-------- INPUT DATA

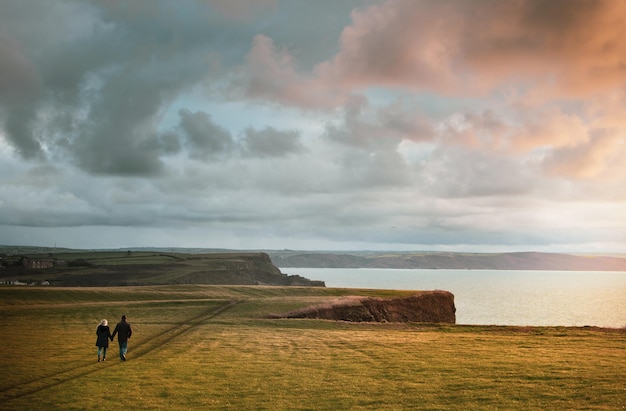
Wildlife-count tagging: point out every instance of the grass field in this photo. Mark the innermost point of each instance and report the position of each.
(212, 347)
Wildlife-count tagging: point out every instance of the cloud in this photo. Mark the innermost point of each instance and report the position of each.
(270, 142)
(206, 139)
(238, 123)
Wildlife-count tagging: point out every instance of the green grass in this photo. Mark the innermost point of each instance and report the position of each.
(187, 354)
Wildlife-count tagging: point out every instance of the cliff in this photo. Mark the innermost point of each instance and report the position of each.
(109, 268)
(446, 260)
(427, 306)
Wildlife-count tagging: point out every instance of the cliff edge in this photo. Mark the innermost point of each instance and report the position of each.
(426, 306)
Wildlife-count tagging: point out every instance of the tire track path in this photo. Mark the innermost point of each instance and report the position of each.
(147, 346)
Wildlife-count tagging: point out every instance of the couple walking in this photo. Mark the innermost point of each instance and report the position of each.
(123, 331)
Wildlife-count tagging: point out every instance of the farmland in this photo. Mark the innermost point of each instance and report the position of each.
(215, 347)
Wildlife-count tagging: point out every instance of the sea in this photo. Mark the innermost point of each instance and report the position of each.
(501, 297)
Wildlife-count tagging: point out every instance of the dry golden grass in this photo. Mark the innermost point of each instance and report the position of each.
(187, 354)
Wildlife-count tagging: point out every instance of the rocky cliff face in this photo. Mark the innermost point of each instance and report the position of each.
(427, 306)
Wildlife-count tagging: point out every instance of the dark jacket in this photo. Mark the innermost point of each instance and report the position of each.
(104, 334)
(123, 331)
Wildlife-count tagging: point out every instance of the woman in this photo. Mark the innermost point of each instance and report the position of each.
(104, 335)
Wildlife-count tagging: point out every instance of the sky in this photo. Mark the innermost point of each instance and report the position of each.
(477, 126)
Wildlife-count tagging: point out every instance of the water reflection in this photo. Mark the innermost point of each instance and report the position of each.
(546, 298)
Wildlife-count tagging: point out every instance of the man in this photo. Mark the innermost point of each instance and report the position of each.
(123, 331)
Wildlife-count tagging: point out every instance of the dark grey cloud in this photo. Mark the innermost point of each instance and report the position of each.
(270, 142)
(205, 138)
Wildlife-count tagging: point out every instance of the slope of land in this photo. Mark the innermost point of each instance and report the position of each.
(425, 306)
(445, 260)
(212, 347)
(115, 268)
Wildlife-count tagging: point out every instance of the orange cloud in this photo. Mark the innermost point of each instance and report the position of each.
(573, 47)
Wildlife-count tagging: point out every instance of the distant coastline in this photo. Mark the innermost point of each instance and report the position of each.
(392, 259)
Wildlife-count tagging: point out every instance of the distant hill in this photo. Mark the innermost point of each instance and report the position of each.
(115, 268)
(445, 260)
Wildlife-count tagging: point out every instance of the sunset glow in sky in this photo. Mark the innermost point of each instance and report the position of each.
(456, 125)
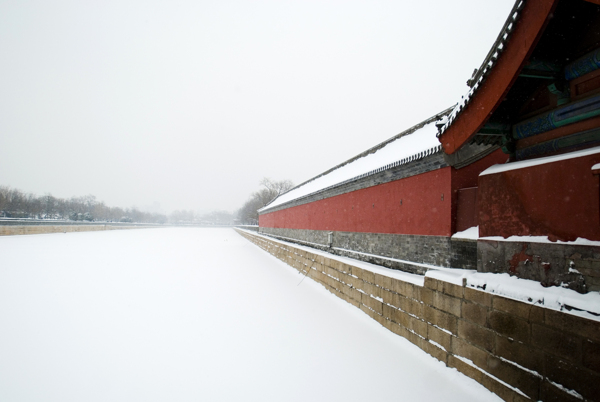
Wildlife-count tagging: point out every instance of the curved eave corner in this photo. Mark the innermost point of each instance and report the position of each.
(500, 69)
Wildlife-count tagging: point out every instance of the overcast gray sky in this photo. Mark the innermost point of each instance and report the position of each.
(188, 104)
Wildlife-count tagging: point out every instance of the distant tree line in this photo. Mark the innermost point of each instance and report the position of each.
(16, 204)
(270, 190)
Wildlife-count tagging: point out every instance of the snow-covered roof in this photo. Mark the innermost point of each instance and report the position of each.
(488, 64)
(415, 143)
(540, 161)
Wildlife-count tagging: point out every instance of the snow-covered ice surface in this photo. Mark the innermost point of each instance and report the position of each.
(184, 314)
(422, 140)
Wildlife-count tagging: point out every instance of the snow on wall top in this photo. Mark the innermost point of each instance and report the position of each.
(488, 64)
(418, 141)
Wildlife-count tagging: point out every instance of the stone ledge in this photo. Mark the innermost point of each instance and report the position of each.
(466, 328)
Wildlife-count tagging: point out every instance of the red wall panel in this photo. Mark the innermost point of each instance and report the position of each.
(559, 200)
(419, 205)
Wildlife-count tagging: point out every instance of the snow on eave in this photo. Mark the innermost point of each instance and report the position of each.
(539, 161)
(406, 159)
(488, 64)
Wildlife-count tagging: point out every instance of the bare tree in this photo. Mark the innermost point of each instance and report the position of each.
(248, 214)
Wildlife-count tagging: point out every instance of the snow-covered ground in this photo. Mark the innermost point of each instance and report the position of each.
(182, 314)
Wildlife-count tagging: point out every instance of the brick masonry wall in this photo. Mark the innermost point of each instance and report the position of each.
(551, 264)
(434, 250)
(517, 350)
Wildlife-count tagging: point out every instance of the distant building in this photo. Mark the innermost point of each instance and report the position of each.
(519, 155)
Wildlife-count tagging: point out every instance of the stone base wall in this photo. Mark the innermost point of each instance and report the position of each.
(551, 264)
(13, 230)
(433, 250)
(519, 351)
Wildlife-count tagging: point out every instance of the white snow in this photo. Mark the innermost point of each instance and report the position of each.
(580, 241)
(556, 298)
(471, 233)
(189, 314)
(539, 161)
(378, 269)
(553, 297)
(422, 140)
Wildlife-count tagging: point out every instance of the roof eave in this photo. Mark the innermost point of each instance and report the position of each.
(492, 89)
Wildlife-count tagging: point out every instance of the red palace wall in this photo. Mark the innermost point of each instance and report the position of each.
(424, 204)
(559, 199)
(419, 205)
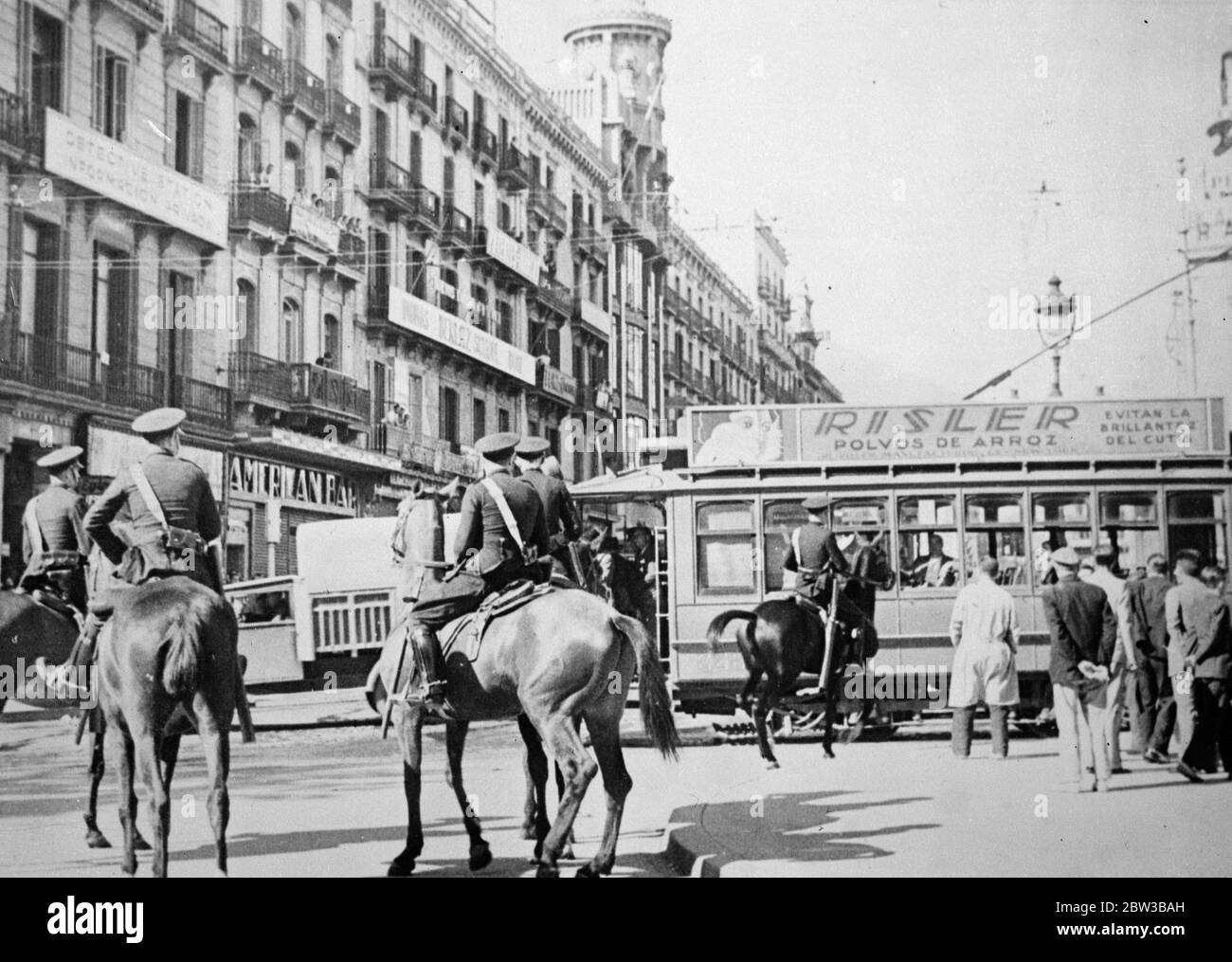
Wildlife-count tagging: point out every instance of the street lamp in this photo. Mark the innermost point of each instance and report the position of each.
(1052, 311)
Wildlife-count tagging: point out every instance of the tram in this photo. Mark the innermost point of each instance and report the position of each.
(940, 485)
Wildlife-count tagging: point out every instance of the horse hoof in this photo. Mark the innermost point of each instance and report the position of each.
(480, 856)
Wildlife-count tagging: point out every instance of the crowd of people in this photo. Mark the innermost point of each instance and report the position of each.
(1159, 646)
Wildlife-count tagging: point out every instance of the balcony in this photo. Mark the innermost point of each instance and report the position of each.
(457, 122)
(514, 172)
(21, 127)
(302, 91)
(459, 229)
(590, 243)
(426, 97)
(550, 209)
(259, 212)
(392, 68)
(258, 61)
(341, 119)
(553, 296)
(146, 13)
(198, 33)
(485, 147)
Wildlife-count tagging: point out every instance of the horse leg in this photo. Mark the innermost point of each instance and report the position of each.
(409, 720)
(455, 742)
(534, 822)
(119, 743)
(604, 730)
(579, 769)
(94, 838)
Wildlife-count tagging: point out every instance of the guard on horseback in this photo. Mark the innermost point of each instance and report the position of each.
(501, 535)
(56, 542)
(558, 511)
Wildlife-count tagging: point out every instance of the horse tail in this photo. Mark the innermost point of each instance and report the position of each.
(181, 664)
(716, 627)
(652, 687)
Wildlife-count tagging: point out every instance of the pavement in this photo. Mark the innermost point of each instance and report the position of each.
(327, 801)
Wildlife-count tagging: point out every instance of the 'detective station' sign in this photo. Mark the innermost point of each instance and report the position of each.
(834, 434)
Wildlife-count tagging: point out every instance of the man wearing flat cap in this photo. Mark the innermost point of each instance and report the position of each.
(500, 534)
(558, 511)
(173, 517)
(813, 554)
(56, 545)
(1084, 636)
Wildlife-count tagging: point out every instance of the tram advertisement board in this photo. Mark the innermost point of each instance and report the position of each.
(826, 434)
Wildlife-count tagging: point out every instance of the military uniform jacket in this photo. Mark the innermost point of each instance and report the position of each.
(558, 514)
(58, 513)
(484, 541)
(183, 492)
(818, 552)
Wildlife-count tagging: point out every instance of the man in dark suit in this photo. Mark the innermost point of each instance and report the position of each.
(1083, 628)
(558, 511)
(492, 554)
(1149, 628)
(813, 554)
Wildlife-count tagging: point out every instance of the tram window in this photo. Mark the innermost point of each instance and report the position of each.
(780, 518)
(1130, 522)
(928, 548)
(1196, 520)
(994, 527)
(1059, 520)
(726, 542)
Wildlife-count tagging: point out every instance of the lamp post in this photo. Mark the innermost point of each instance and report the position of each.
(1052, 311)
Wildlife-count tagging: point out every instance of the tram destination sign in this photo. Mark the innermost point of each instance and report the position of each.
(830, 434)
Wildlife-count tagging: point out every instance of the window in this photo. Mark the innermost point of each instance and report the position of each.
(1059, 521)
(994, 527)
(448, 423)
(1196, 521)
(726, 542)
(1130, 522)
(288, 348)
(186, 135)
(110, 94)
(928, 542)
(479, 419)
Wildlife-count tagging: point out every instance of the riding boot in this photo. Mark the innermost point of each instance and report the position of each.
(431, 687)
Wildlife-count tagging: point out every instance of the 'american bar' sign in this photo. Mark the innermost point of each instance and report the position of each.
(828, 434)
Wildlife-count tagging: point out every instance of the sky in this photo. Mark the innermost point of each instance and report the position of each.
(899, 149)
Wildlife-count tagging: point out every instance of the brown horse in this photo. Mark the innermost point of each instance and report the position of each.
(780, 640)
(168, 663)
(32, 632)
(559, 658)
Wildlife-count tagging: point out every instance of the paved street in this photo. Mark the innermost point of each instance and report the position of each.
(328, 802)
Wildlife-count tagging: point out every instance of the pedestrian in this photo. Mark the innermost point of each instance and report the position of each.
(1152, 683)
(1083, 629)
(985, 633)
(1125, 661)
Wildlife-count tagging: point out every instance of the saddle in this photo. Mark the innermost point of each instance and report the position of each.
(466, 633)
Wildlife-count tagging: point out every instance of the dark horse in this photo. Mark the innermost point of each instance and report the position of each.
(780, 640)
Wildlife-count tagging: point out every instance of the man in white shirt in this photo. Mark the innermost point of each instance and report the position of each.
(1125, 659)
(985, 632)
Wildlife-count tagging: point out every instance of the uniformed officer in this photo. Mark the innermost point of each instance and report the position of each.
(173, 517)
(814, 554)
(558, 510)
(56, 543)
(492, 554)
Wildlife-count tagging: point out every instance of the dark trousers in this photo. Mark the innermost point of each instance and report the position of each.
(1212, 736)
(1157, 706)
(965, 724)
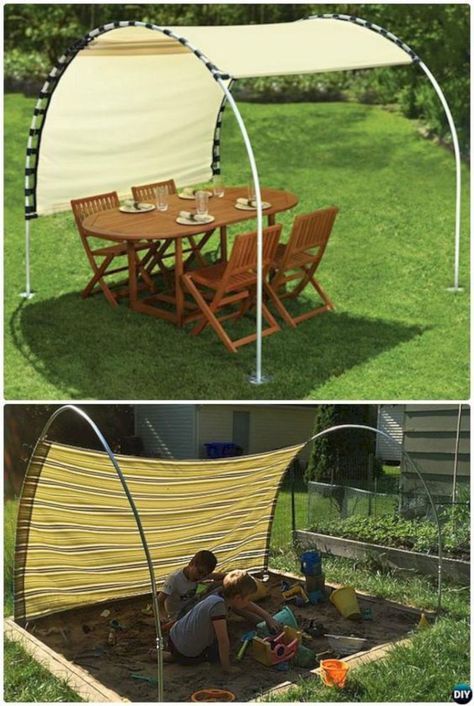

----------------

PROBLEM STATEMENT →
Gather every row above that contains the string "roof" and reproduce each such row in full.

WRITTEN REPLY →
Wildlife-count tagging: point out every instance of the snow-covered roof in this photo. Mark the innermost point of each instance and report the position of each.
Wildlife-count tagging: point out every instance of the roof eave in this photo. Mark the innermost point of each instance and report the position of each.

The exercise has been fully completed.